Problem details: Before copying, set the images aside; then transcribe every entry below exactly.
───── Source material ─────
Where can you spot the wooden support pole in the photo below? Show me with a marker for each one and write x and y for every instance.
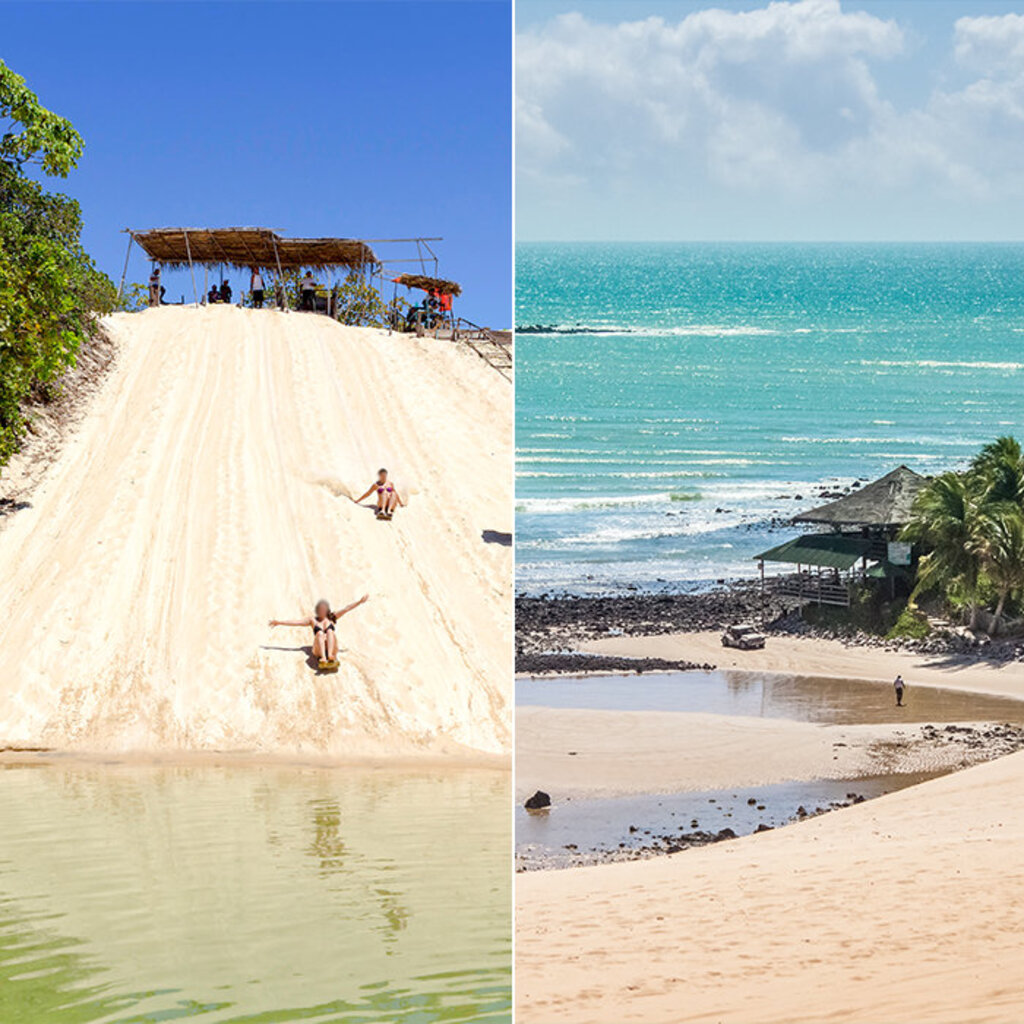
(124, 272)
(192, 268)
(281, 273)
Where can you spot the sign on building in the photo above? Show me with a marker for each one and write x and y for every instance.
(899, 552)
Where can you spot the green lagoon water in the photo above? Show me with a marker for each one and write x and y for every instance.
(679, 401)
(253, 893)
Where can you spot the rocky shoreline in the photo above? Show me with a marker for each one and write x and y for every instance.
(551, 628)
(964, 745)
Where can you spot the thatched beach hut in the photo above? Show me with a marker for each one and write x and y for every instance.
(859, 541)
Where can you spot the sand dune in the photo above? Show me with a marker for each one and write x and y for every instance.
(205, 493)
(906, 908)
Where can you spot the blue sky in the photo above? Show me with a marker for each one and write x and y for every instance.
(747, 120)
(357, 119)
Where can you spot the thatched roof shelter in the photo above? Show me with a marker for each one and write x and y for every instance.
(884, 503)
(243, 247)
(438, 285)
(822, 550)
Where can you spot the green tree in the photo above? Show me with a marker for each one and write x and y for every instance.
(1003, 551)
(997, 472)
(50, 291)
(947, 520)
(359, 304)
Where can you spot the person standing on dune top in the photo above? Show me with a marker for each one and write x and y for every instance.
(899, 686)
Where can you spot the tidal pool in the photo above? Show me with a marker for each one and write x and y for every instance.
(579, 832)
(253, 893)
(802, 698)
(587, 830)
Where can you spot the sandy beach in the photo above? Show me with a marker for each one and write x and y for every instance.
(597, 754)
(823, 658)
(206, 491)
(901, 908)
─────
Task output:
Where can you spot the wooden support pole in the photo below? Show me with a marker for each one and write x and y for every instance.
(124, 272)
(192, 268)
(281, 273)
Where can you spot the sign on building in the photo above? Show me with a marker for each one and write x and y for every instance.
(899, 552)
Where can you spot the green lagoon water in the photo above? Show me with a marker for each one and write x and y for every instance.
(679, 401)
(253, 893)
Where can you spot the rocky shoreline in the photo above? Show me with a marker for each one and write x and y for every instance.
(551, 628)
(964, 745)
Where can you spot the thatched beach hut in the photo above? Show me with a marker for each one and write x and y for every instance.
(859, 541)
Where can you spot the sand dune in the photo above? Show me with a marker for each one and write x and y for every instance.
(205, 493)
(906, 908)
Where can you spot the blue sky in the photo above? Show me with a marker for each one and write x and y for every instance.
(747, 120)
(357, 119)
Where can you spot the thatched roof shelter in the photo above? Show me with a marker for each one and write x and y for every instance.
(884, 503)
(243, 247)
(438, 285)
(822, 550)
Where can you spot the green tree in the photo above? Show me with a marker for each one and write x and y for every instance.
(1003, 551)
(997, 472)
(50, 291)
(947, 520)
(359, 304)
Where can you spot the person standing on dune top in the photo above? Show me with a marker for each one and write x and y for every instance.
(899, 686)
Where can you spot the tidal pool in the photo above? Show me with a marker for each one and write x and y for every instance.
(579, 832)
(253, 893)
(802, 698)
(587, 830)
Where can you spot the sandy beach in the photo above? Show me with a marker for each one and write x and y for every instance.
(597, 754)
(823, 658)
(206, 491)
(901, 908)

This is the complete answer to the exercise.